PROBLEM — Copy out every row between the ones holding "the white box" and "[(111, 363)]", inclusive, with the requests left as they are. In each answer, shift every coordinate up by adding 6 to it.
----
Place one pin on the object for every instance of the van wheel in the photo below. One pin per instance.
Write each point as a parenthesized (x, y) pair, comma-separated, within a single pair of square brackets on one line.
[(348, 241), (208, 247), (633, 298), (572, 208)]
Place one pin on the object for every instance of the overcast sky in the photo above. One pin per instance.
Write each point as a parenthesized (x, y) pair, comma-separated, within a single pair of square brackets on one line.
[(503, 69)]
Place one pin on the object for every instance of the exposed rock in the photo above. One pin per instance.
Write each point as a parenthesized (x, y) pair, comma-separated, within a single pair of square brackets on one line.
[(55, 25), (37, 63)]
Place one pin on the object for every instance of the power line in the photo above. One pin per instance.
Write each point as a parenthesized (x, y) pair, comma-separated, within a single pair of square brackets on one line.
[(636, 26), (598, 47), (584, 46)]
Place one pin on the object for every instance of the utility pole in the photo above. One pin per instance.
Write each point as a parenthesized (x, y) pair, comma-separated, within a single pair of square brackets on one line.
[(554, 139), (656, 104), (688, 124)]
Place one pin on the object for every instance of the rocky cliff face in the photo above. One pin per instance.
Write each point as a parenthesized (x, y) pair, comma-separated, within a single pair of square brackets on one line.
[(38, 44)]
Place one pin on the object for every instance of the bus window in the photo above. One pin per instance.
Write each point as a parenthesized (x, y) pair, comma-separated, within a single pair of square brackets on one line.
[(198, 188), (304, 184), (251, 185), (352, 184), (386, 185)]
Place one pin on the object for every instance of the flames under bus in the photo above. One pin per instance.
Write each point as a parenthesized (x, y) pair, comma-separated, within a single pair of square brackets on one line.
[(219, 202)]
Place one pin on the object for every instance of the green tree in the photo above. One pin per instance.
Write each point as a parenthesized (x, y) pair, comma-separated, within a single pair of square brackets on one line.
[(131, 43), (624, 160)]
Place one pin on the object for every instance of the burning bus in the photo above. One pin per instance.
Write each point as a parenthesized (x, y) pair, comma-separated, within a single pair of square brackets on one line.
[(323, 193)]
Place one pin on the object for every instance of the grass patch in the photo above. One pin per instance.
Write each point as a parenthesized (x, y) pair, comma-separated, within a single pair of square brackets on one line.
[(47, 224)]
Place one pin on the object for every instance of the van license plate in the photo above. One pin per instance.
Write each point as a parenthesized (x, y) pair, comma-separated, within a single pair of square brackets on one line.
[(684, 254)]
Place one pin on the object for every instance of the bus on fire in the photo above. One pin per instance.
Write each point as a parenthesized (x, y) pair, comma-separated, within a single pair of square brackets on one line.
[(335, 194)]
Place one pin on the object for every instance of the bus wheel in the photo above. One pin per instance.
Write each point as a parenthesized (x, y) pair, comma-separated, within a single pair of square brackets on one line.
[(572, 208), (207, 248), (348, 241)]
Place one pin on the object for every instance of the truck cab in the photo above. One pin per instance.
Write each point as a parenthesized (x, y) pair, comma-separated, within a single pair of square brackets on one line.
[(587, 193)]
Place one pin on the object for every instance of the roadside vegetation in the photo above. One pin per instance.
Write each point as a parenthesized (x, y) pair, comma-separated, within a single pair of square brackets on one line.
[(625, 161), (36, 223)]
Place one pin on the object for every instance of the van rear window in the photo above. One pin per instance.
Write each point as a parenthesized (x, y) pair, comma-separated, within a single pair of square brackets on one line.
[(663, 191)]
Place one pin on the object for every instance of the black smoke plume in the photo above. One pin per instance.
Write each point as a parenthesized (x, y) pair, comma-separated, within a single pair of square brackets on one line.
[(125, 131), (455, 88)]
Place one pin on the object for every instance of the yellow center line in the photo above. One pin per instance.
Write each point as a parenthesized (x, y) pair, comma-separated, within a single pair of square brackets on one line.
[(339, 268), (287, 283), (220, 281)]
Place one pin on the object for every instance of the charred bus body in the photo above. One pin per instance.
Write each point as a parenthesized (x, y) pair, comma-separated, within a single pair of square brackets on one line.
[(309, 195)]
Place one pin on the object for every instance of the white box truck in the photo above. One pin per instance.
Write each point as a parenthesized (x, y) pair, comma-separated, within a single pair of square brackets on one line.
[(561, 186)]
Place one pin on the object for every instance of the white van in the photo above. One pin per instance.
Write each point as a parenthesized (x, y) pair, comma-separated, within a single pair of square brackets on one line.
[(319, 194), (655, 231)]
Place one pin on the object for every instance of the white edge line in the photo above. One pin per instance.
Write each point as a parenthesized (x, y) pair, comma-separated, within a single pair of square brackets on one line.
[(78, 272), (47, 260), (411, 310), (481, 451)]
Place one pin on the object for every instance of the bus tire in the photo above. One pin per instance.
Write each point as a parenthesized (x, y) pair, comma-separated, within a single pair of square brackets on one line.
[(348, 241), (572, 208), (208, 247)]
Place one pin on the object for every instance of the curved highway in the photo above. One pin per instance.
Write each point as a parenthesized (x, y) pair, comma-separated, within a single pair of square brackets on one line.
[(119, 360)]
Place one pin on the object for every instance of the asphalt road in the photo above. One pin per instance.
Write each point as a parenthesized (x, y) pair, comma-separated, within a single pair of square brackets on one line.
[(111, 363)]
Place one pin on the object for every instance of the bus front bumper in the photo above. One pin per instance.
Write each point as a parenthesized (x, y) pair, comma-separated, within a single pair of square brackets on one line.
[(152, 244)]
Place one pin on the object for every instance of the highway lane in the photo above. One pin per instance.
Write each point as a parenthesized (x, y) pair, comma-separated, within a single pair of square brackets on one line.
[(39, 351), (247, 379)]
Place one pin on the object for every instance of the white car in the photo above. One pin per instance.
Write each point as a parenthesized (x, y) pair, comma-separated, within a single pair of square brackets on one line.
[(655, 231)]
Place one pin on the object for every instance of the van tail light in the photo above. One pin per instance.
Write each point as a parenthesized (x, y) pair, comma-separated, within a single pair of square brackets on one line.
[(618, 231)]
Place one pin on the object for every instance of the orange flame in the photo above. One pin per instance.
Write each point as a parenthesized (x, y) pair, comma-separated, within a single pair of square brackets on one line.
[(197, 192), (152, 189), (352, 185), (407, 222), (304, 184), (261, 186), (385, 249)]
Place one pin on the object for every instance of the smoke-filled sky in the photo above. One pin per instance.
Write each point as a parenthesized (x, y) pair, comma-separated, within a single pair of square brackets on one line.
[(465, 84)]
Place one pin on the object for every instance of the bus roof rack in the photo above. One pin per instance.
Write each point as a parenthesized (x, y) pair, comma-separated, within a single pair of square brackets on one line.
----
FULL ANSWER —
Place one pin on the object for every instance of the white box truck in the photo above. One pin per instance.
Write each point as a parenthesized (x, y) pair, comma-separated, within a single pair of square brackets on one line.
[(567, 192)]
Place one pin on the object for every instance of the white van in the photo above. One pin per instance.
Write each point as a parenthesized (x, y) pair, comma-separated, within a single pair of square brackets on one line.
[(325, 200), (661, 237)]
Place one pin on the object for every instance of the white edge line in the photo above. One pin per instance.
Write each point as a parenthesized (x, y) pair, comma-separated, within a single pair of square brackets on one line.
[(84, 278), (53, 266), (417, 316), (487, 457)]
Place one pin on the object for every instance of the bus tire in the photo above. One pin per instance.
Write each point as a parenthesized (x, y) pair, comma-separated, within a single pair of square brackets on one line.
[(354, 247), (578, 214), (214, 253)]
Place one pin on the object for every instance of the curved highway in the photo above. One pin per instance.
Write each point as a parenthesized (x, y) pair, comma-separated, within a single pair of square brackets on one line.
[(125, 366)]
Place one pin on the object for every instance of the asphalt road in the photo above. One pin per instance.
Write each point as a parenthesized (x, y) pair, comma-separated, within a single pair of square brackets on one line.
[(117, 369)]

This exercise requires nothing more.